● Extrait du document:
————

Faillites, rachats et fusions ont jalonné l'année. Le groupe Magnard s'est adjoint Vuibert. Le Lombard a été rattaché à Dargaud, qui a acquis les éditions Blake et Mortimer. Bernard Barrault a vendu sa société à Flammarion. Arnette a repris Medsi, Lamarre a acquis Doin, Adam Biro a été racheté par Adès (groupe Musidisc), Messidor par Scandédition, Ramsay par Michel Lafon, EPA par Denis Jacob et Editeuris, Delachaux et Niestlé par la Camif. First a également été repris, tandis que Lierre et Coudrier était déclaré en cessation de paiement, et les Éditions ouvrières, placées sous administration judiciaire. Parmi les diffuseurs, Stendhal a été racheté par Delpha, et EA-Diff. a déposé son bilan.

————

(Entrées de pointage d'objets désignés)
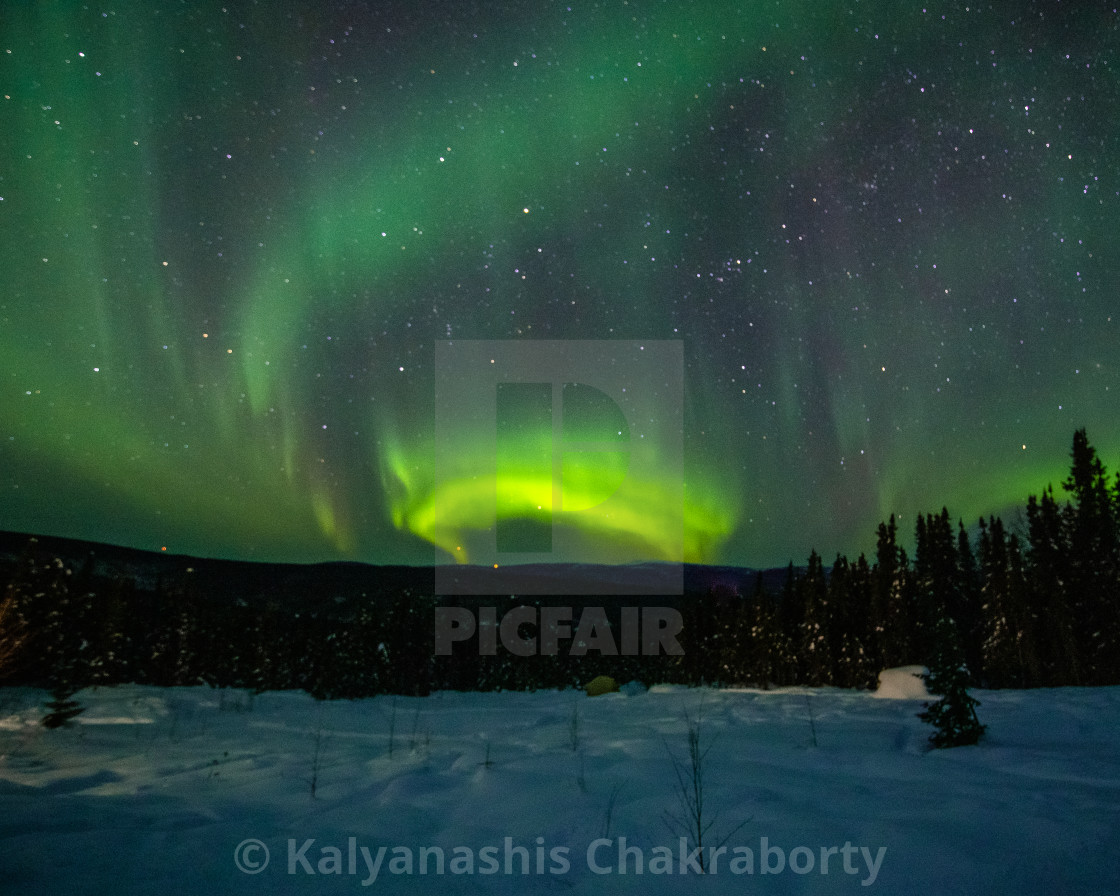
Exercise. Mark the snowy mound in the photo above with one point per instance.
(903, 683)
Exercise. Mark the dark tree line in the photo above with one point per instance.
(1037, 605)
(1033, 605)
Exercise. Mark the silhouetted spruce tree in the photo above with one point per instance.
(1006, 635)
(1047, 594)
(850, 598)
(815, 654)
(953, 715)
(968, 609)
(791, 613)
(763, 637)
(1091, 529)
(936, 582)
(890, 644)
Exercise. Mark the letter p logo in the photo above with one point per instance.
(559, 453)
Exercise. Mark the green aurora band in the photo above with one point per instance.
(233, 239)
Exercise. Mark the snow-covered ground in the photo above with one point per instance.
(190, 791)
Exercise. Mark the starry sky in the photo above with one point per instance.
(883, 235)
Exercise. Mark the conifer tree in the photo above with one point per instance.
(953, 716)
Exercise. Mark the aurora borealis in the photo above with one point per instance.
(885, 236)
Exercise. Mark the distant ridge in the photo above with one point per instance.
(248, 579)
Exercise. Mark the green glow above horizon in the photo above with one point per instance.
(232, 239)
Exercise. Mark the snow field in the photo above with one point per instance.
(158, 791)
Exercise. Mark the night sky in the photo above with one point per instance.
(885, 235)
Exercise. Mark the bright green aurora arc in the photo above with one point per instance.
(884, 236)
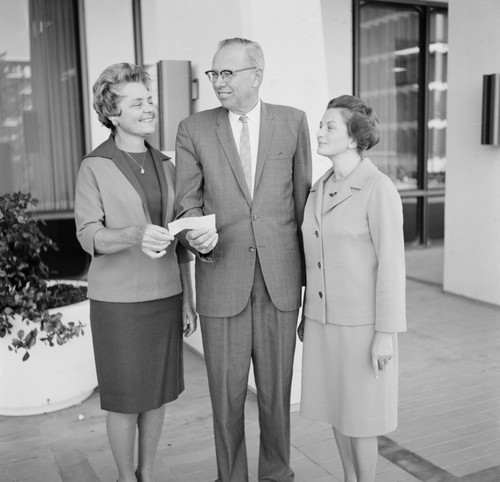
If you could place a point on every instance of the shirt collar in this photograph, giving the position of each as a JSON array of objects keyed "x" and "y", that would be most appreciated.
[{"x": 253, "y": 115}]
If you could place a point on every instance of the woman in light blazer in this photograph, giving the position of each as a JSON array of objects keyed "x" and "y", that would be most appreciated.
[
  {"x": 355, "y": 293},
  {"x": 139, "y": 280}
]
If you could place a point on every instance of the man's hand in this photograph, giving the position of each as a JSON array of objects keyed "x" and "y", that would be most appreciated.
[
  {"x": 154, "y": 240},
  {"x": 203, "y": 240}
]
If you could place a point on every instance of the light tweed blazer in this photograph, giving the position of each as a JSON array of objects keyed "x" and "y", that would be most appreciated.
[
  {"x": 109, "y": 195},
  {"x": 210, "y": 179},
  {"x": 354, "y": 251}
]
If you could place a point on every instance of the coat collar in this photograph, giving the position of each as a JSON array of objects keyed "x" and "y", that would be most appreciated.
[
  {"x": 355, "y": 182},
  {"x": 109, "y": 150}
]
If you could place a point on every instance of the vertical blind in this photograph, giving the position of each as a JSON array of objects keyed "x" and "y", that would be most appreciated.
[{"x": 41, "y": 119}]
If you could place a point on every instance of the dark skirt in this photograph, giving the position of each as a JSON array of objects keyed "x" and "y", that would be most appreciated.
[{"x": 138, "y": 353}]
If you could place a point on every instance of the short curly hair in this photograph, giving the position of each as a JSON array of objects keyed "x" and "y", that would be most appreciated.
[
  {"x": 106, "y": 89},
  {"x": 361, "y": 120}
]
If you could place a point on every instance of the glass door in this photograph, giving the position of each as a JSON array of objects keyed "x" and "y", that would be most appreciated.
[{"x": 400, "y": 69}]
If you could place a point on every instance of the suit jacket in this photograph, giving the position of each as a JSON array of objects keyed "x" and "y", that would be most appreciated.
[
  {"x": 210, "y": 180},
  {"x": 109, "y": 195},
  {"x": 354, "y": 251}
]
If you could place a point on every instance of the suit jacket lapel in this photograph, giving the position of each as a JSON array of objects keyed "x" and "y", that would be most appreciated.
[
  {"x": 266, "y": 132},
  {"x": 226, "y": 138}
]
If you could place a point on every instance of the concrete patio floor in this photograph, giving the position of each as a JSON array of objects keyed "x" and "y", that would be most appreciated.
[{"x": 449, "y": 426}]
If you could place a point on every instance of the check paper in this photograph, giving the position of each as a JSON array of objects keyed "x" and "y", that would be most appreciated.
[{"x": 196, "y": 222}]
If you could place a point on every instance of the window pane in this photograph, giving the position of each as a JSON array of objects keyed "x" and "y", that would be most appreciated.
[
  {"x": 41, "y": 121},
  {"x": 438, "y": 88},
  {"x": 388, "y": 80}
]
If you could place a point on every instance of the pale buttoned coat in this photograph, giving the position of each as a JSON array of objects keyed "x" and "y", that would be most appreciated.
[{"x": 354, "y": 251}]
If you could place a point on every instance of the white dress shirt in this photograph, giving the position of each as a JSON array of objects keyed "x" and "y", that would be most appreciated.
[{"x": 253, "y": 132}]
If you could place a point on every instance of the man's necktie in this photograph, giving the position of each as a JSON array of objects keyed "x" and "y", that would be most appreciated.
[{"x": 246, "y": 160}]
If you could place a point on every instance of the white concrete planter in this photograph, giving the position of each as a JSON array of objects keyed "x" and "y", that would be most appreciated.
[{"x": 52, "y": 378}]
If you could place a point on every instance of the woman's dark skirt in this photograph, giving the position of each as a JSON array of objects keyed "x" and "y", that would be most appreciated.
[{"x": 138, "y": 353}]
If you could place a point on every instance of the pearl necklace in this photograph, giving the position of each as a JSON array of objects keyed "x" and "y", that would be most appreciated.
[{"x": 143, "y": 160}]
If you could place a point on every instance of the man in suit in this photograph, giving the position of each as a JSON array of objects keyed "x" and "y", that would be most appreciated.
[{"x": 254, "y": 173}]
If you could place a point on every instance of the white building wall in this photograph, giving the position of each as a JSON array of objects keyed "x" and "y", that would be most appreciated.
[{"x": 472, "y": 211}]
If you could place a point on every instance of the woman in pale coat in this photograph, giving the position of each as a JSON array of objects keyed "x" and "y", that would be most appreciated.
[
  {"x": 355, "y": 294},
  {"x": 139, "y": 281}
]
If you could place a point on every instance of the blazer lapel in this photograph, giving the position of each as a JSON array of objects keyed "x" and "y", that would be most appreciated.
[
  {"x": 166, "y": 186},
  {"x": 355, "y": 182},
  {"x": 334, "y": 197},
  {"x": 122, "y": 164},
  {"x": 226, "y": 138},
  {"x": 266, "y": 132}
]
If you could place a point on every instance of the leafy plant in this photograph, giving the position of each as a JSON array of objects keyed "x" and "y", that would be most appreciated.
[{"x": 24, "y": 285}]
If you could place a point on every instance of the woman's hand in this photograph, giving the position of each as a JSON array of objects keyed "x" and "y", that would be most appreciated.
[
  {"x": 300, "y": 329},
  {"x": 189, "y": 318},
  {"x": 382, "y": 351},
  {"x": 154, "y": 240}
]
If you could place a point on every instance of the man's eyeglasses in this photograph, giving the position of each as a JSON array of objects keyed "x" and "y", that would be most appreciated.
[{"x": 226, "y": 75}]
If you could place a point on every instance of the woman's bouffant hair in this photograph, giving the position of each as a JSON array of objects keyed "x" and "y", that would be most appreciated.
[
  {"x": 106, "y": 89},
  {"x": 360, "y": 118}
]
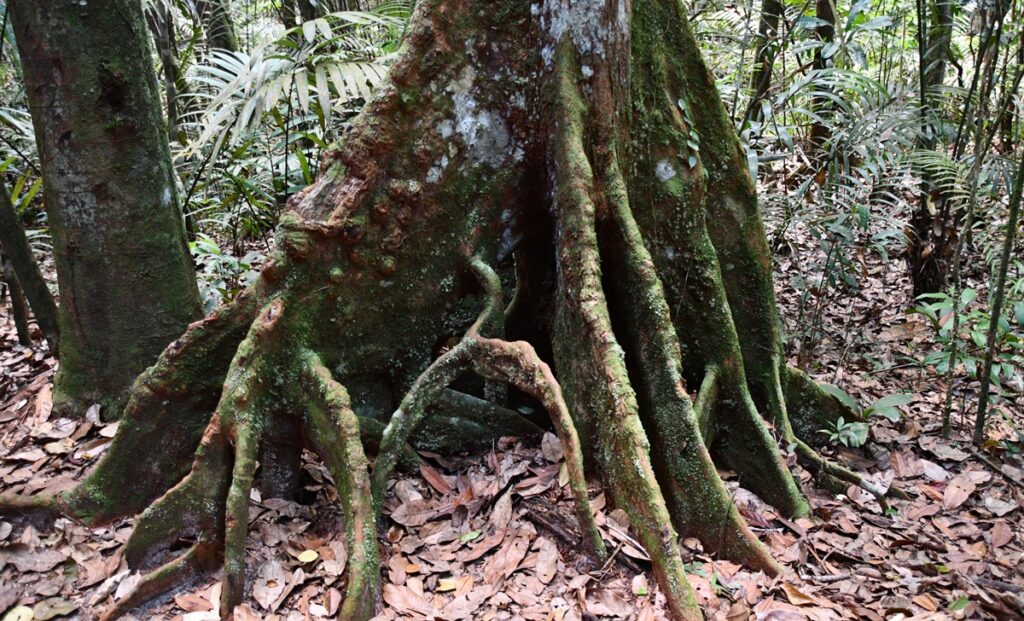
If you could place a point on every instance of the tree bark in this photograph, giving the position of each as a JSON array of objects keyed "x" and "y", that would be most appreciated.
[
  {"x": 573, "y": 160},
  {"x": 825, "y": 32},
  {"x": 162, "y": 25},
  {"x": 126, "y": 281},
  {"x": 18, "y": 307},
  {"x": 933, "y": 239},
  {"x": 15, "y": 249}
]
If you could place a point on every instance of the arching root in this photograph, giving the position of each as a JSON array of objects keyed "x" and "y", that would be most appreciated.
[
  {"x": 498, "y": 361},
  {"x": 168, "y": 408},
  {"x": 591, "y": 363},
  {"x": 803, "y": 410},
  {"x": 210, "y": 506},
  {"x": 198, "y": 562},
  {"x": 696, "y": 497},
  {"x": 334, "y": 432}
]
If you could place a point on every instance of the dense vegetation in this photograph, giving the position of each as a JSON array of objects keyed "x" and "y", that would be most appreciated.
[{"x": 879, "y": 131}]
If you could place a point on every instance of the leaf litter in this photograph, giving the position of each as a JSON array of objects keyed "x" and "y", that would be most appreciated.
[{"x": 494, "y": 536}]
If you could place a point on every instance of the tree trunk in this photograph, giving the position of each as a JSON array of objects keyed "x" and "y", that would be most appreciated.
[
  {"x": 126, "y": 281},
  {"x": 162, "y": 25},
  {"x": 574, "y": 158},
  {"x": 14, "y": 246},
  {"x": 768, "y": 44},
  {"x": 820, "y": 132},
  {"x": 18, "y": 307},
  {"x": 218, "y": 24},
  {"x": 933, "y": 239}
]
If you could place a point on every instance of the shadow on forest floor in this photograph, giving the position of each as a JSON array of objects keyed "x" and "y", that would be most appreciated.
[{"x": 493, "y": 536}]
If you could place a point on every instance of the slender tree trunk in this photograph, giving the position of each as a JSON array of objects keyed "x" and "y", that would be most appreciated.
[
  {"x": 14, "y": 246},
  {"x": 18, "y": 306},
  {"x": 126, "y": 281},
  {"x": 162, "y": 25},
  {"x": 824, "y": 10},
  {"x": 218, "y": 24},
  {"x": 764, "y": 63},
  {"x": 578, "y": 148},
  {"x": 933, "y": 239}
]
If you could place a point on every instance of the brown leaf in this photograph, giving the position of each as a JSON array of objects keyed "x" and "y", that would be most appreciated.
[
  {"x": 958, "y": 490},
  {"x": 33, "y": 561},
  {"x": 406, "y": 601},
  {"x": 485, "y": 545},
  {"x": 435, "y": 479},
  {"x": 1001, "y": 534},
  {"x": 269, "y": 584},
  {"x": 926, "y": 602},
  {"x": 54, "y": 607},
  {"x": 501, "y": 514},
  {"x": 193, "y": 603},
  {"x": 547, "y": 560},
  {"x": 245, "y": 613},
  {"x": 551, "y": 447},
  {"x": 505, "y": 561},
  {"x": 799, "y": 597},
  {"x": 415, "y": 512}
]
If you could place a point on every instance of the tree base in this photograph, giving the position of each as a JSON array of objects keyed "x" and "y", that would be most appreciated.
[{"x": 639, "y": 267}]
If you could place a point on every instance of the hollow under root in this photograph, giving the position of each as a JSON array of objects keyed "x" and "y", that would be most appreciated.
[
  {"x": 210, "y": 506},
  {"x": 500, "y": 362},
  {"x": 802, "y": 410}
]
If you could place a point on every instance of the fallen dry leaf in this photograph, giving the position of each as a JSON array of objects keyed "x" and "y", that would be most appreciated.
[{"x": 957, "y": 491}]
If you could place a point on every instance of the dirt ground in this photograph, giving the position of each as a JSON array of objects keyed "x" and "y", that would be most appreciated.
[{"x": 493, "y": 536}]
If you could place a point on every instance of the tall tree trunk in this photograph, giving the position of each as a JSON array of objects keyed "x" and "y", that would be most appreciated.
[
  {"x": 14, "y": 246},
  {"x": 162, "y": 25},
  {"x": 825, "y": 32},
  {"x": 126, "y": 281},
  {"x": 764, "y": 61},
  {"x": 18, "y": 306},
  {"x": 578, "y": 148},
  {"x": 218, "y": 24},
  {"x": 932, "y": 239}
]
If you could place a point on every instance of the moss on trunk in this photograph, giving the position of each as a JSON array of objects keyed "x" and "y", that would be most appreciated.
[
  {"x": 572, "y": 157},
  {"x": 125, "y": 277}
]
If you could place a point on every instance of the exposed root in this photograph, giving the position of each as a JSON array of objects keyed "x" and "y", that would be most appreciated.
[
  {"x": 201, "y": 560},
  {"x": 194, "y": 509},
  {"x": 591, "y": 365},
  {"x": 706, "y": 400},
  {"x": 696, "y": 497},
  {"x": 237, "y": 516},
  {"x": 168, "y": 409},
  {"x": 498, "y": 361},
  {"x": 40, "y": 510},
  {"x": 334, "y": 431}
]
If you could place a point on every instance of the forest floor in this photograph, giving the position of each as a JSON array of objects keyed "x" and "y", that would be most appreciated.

————

● Tâches:
a - Repérez dans les enregistrements chaque ligne contenant la chaîne « ground » et recopiez-la, en respectant la casse.
b - Reprenez l'extrait sur les rachats et fusions dans l'édition à partir de sa dernière phrase et poursuivez-le.

● Réponses:
a -
Exercise. Mark the snow-covered ground in the photo above with one point per instance.
If you could place a point on every instance of the dirt ground in this photograph, giving the position of each as a JSON array of objects keyed "x" and "y", that would be most appreciated.

b -
Distribution

L'édition a aussi eu à souffrir de l'échec relatif de la réforme du transport du livre. La nouvelle plate-forme Servilivre, constituée à la fin du printemps à l'initiative des éditeurs et des libraires qui souhaitaient améliorer les délais de livraison et en diminuer les coûts, n'a pas donné jusqu'à présent les résultats escomptés.